Show each line of the entries below that contains the string "rough".

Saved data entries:
- - - - - - -

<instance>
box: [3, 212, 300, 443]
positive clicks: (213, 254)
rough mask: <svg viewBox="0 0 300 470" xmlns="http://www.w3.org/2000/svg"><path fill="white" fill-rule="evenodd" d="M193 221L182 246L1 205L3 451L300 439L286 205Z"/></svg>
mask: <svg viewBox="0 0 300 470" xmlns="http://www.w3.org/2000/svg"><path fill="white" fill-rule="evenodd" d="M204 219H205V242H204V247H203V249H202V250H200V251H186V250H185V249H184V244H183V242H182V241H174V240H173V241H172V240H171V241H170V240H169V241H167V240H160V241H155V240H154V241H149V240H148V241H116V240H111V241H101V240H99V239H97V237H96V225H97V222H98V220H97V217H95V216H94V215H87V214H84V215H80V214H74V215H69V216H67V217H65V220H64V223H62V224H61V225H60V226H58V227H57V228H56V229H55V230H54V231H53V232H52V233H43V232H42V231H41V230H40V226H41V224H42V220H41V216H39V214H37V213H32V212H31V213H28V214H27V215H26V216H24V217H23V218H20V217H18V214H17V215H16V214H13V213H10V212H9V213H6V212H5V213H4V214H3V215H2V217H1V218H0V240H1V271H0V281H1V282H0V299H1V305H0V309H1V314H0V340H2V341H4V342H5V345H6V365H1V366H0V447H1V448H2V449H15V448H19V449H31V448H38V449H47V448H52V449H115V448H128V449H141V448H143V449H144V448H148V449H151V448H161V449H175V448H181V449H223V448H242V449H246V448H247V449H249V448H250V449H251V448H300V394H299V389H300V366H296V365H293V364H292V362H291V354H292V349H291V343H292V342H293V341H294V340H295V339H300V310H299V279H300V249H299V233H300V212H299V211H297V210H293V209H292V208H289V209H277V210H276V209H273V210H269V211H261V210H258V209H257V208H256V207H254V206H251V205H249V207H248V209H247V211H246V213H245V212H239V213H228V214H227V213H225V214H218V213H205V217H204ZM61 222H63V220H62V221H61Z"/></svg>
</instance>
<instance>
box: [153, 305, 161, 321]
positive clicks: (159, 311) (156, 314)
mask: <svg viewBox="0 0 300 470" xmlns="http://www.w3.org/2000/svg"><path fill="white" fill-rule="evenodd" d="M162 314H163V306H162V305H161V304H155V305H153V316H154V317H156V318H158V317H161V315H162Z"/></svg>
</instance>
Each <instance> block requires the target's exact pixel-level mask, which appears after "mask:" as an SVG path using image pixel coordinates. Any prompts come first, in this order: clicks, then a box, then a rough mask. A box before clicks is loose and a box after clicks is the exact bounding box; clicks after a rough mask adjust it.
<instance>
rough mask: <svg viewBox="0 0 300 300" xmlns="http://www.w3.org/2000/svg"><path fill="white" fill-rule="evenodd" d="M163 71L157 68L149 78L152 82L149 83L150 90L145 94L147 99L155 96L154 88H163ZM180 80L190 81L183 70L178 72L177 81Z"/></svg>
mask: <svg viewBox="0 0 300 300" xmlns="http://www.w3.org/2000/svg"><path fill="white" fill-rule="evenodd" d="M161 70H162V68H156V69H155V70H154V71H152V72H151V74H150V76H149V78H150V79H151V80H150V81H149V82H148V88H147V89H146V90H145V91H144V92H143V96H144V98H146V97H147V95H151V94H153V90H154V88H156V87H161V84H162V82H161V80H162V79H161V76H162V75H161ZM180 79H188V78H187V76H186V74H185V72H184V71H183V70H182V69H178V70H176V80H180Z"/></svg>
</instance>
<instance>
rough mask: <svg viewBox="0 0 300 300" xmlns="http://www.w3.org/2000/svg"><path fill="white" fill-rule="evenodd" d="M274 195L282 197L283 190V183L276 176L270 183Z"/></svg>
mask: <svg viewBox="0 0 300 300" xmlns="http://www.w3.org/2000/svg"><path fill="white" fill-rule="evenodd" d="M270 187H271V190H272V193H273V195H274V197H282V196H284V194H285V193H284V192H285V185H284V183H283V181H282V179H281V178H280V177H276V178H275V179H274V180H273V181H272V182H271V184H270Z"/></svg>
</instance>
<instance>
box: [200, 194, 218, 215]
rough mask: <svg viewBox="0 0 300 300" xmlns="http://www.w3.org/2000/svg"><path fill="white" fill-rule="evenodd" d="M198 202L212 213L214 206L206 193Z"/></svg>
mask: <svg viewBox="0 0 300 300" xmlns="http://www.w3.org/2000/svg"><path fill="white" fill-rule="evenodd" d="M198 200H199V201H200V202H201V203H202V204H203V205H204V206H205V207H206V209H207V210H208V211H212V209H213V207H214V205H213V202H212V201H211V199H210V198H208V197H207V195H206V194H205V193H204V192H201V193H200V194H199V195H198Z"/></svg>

- - - - - - -

**FINAL ANSWER**
rough mask: <svg viewBox="0 0 300 470" xmlns="http://www.w3.org/2000/svg"><path fill="white" fill-rule="evenodd" d="M193 221L182 246L1 205L3 451L300 439L286 205Z"/></svg>
Each <instance> block requires the target's exact pixel-level mask, which appears after "mask:" as an SVG path using image pixel coordinates. Any prompts come first, in this order: clicks, then a box, then a rough mask. A box before clicks is loose and a box after clicks is the exact bounding box; clicks after a rough mask adjust it.
rough mask: <svg viewBox="0 0 300 300" xmlns="http://www.w3.org/2000/svg"><path fill="white" fill-rule="evenodd" d="M163 71L157 68L149 78L152 82L149 83L150 90L145 94L147 99L155 96L154 88H163ZM180 80L190 81L183 70L178 72L177 81Z"/></svg>
rough mask: <svg viewBox="0 0 300 300" xmlns="http://www.w3.org/2000/svg"><path fill="white" fill-rule="evenodd" d="M274 195L282 197L283 190V183L276 176L270 183Z"/></svg>
rough mask: <svg viewBox="0 0 300 300" xmlns="http://www.w3.org/2000/svg"><path fill="white" fill-rule="evenodd" d="M198 202L212 213L214 206L206 193Z"/></svg>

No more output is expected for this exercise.